_GIVEN TASK_
Set down exactly the lines from the one containing "[locate] embroidered logo" through the end of the records below, both included, and nothing else.

***** PROVIDED ENTRIES

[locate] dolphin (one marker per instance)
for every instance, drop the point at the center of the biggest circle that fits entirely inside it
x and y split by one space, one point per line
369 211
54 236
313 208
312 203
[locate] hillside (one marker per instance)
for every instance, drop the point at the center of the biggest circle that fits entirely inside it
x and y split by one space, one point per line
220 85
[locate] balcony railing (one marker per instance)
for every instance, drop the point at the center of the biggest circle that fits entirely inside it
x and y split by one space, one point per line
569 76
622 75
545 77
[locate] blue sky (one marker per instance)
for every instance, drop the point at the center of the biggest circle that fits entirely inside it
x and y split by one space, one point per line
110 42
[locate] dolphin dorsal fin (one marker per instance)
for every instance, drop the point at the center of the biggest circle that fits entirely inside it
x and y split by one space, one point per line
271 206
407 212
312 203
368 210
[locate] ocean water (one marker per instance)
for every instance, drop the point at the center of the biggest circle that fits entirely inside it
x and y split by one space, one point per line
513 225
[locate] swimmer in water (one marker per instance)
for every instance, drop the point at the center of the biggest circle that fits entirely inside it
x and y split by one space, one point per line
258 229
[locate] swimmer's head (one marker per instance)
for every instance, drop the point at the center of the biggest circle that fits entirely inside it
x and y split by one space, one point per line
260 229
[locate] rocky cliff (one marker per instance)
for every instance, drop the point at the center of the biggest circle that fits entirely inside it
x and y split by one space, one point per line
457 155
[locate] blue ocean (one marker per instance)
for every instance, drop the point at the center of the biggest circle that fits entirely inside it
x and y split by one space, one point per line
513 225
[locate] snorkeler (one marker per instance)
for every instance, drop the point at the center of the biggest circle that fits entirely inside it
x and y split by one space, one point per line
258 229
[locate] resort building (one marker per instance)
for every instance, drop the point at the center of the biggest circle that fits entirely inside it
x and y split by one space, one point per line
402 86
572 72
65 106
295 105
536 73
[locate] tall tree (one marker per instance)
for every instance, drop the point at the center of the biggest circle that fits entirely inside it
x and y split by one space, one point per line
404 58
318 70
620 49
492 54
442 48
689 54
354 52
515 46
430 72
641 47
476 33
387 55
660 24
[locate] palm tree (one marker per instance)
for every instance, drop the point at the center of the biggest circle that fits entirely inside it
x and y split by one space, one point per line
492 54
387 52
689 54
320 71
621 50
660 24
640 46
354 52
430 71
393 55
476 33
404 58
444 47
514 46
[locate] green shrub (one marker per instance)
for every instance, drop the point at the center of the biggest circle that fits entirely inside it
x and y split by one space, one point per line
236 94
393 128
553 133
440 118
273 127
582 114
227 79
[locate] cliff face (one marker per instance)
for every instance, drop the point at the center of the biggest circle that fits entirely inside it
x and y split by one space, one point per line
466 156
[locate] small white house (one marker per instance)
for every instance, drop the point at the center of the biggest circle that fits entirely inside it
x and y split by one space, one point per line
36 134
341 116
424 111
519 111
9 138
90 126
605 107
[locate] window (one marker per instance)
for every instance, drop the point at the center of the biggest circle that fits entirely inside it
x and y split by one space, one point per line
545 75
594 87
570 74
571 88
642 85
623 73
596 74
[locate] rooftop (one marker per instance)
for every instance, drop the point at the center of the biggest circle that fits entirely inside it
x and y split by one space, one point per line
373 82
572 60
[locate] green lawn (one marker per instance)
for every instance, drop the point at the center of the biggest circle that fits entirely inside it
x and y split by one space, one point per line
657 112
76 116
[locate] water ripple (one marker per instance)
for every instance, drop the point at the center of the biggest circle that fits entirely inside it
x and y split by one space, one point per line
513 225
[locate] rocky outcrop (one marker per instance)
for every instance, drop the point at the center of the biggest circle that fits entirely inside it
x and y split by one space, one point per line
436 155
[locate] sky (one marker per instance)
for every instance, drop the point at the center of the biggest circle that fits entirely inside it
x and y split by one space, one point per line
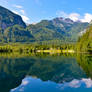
33 11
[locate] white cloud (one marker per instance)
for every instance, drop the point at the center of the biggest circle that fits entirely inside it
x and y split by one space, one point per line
23 15
74 16
25 18
87 17
18 6
22 11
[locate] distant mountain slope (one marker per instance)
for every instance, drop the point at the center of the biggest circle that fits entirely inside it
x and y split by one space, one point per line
12 27
65 29
8 18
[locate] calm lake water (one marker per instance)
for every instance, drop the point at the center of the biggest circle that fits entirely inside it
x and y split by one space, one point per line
46 73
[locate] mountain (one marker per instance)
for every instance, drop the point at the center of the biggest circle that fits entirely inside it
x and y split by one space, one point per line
58 28
8 18
12 27
85 41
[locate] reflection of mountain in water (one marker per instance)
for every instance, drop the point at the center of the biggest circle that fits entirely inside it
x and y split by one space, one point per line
85 61
57 69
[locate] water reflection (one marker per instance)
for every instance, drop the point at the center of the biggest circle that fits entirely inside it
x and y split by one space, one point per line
58 72
30 84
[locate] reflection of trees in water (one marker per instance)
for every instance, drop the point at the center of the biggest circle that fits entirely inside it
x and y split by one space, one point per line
54 68
85 61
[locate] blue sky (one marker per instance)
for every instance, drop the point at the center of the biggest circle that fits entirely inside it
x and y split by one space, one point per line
33 11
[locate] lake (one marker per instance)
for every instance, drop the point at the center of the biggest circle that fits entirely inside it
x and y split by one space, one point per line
46 73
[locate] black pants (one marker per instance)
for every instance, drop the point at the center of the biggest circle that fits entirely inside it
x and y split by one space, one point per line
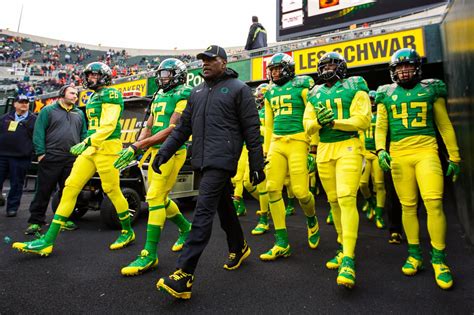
52 172
15 168
392 205
215 191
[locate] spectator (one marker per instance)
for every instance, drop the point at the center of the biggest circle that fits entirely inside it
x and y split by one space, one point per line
16 149
59 126
217 144
257 37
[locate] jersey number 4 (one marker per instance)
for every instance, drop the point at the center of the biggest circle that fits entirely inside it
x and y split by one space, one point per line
418 121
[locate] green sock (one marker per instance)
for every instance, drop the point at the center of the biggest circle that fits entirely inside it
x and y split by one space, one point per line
281 237
311 221
153 233
181 222
124 218
54 228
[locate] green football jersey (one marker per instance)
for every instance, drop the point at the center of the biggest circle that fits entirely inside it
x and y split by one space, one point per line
338 98
410 112
369 135
164 105
288 105
107 95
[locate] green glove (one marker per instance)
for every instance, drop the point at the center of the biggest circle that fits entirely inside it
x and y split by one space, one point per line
325 116
453 169
125 157
80 147
385 160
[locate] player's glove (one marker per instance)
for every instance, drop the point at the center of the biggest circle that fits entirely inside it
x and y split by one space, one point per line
256 177
453 169
311 164
125 157
80 147
385 160
157 162
325 116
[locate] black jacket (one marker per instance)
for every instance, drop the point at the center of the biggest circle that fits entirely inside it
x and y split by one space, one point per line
220 115
17 143
257 37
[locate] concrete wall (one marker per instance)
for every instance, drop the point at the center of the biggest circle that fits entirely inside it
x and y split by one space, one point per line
458 42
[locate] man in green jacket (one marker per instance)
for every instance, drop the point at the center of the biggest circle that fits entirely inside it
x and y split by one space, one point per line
59 126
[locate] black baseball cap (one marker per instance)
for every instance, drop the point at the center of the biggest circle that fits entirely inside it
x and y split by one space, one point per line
22 98
212 52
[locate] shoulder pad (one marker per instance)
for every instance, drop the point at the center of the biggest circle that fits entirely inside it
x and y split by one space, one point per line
303 81
438 87
356 83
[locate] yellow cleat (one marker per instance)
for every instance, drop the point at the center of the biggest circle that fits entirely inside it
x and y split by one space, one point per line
125 238
275 252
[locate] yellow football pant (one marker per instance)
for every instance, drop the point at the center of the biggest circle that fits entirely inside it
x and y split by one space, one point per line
288 155
83 169
238 179
340 179
373 170
160 186
421 170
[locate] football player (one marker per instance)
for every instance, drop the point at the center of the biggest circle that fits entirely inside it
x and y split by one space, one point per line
372 170
411 109
287 144
338 110
166 111
96 153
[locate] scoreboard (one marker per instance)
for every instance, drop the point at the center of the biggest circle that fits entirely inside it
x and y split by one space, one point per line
303 18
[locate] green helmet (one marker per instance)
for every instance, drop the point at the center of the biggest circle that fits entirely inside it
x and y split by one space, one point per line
332 57
170 73
311 163
287 65
405 56
260 94
100 68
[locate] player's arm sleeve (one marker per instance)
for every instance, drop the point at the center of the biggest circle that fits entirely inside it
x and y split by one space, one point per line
108 122
381 127
360 114
268 127
446 129
39 132
310 123
84 126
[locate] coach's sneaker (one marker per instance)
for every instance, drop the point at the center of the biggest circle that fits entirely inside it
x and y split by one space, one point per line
395 238
262 225
290 207
32 229
39 246
346 276
143 263
414 262
313 232
281 248
235 259
125 238
335 262
329 219
443 275
178 245
178 284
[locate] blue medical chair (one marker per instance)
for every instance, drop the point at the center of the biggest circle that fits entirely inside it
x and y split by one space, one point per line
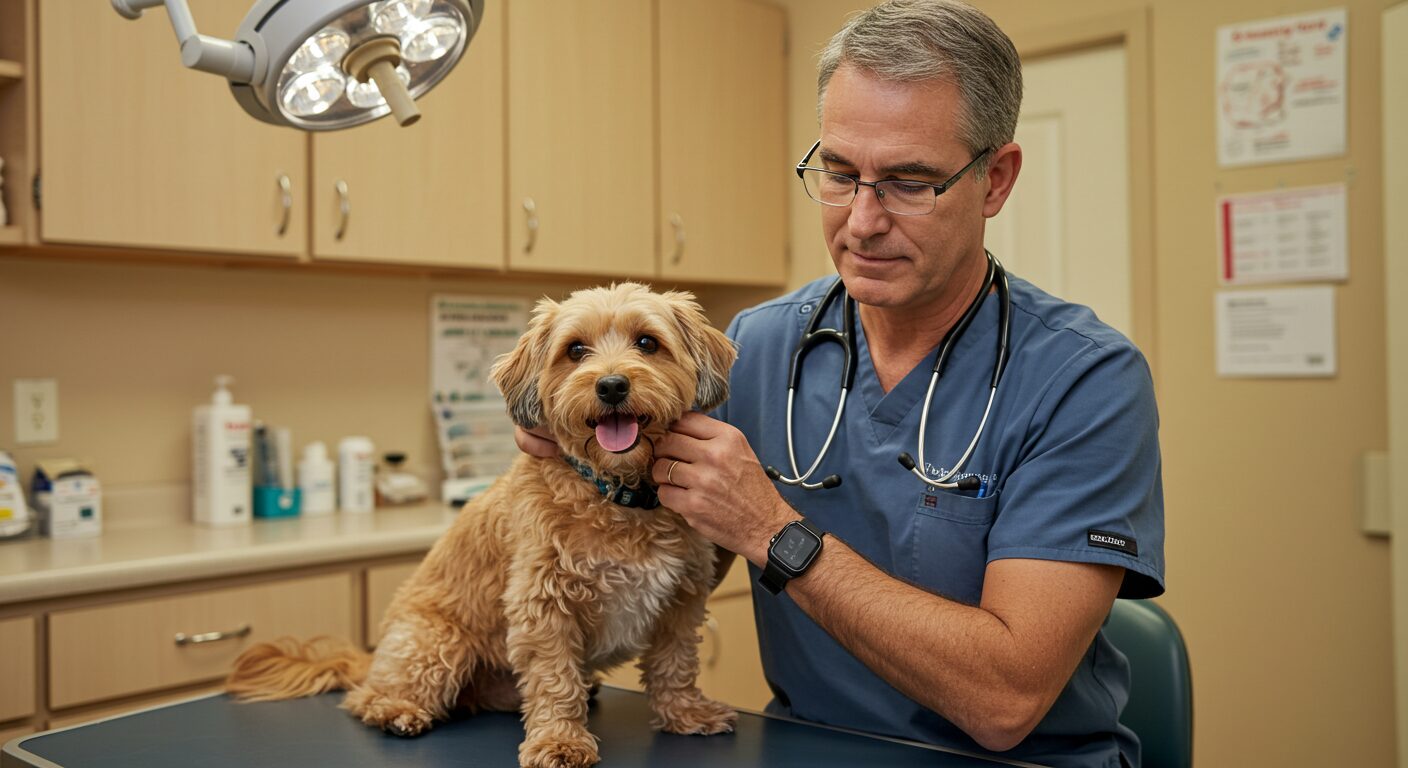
1160 682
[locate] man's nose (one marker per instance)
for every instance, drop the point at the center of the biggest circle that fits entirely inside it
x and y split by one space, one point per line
868 216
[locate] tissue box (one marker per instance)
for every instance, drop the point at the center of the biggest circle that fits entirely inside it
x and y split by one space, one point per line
68 499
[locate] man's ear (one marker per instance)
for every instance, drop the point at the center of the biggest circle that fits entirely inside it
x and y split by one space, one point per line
711 350
516 374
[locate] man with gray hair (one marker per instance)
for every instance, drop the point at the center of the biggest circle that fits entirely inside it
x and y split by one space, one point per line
952 603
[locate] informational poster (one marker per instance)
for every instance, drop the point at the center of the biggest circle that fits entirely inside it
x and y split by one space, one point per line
468 333
1283 236
1280 89
1287 331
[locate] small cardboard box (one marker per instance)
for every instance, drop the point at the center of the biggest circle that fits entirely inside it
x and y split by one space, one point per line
68 499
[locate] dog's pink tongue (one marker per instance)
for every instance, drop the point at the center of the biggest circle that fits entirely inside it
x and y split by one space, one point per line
616 433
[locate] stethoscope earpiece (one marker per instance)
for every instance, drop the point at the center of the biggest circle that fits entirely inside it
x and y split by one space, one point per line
815 334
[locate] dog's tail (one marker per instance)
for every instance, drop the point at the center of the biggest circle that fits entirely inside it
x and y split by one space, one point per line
289 668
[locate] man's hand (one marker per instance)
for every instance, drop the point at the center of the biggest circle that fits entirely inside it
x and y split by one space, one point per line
708 474
535 443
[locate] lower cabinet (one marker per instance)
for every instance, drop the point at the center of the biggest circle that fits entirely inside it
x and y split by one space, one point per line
109 651
17 668
114 657
382 584
147 702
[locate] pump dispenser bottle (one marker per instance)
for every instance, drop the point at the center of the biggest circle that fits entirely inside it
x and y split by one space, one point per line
221 478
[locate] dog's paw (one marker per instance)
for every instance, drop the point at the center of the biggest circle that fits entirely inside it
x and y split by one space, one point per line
694 715
558 753
396 716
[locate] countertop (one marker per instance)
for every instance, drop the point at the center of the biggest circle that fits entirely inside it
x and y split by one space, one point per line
124 558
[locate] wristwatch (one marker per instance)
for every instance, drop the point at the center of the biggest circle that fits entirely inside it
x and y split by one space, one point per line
790 554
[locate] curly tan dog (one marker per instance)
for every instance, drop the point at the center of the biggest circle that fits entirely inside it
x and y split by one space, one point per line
545 578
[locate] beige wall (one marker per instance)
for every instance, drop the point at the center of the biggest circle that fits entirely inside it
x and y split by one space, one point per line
135 347
1283 601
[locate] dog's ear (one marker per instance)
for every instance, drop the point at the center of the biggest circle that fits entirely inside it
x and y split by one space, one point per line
711 350
516 374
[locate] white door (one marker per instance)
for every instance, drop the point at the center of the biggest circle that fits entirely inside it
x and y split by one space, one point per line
1396 262
1066 226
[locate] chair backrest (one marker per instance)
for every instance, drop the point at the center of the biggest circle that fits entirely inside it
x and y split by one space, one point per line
1160 685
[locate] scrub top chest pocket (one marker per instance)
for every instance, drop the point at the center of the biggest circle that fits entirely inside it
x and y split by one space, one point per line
949 543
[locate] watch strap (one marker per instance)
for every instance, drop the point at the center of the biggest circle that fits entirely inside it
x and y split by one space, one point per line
775 577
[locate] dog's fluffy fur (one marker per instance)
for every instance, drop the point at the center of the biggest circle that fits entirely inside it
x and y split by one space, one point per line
541 582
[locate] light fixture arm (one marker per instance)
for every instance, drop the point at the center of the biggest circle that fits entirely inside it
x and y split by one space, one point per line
207 54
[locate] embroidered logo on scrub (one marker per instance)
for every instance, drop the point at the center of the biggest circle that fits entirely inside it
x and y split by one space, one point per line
1107 540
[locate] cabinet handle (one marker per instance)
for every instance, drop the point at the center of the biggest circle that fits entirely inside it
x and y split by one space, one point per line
531 207
286 202
344 209
182 639
717 646
677 221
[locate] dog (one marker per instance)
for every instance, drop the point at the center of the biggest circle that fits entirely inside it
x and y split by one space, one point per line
549 577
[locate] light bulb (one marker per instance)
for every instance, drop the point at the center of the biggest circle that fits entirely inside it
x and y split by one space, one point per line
368 95
393 17
430 40
311 92
324 48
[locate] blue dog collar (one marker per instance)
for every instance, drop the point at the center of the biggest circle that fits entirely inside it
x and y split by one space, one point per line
642 496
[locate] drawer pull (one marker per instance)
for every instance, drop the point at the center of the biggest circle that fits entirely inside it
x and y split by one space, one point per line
531 209
182 639
677 221
717 646
285 203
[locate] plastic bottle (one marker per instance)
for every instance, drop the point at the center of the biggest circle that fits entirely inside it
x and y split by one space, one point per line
316 481
356 462
220 477
14 515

**********

_OUTPUT_
[locate] embroidered logo on scrub (one marker per instance)
for every instance, drop the point at the center of the biggest circle that fits entirely inside it
x and y split by one space, one point per line
1107 540
[locate] cabinet handle (one marker per instance)
for every instance, drop the point at the center of the biggest circle that fits entirely inside it
x and y split by one space, one point per line
531 207
286 202
344 209
182 639
717 646
677 221
[locate] dog (one marker per instance)
for every instance, drop the point at the center of the biggest circle that fits entirely inside it
x and y split by one space, one point per line
549 577
[locate] light bulb (one marker per instance)
for every instance, drop the point at the center of the biggest circle that fits entirely inside it
x and y split by one space, one point per line
368 95
393 17
430 40
311 92
324 48
[locate] blue dog collar (one marker per instance)
for every instance, drop the point at the center of the biggest circle that fits entirely inside it
x and y split by one space, one point per line
642 496
[locate] drawer pull (one marker per instance)
for every instance, drop the point at the center of the biggest circle that fits entirely inside it
x and y split by one space, one point per line
531 209
182 639
677 221
717 646
285 203
[locate] plastic bottle (one marker per instance)
for every instance, drop the point at the center of the biggest circle that fits entirely inside it
x and y split by one space, one point per line
316 481
356 462
220 477
14 515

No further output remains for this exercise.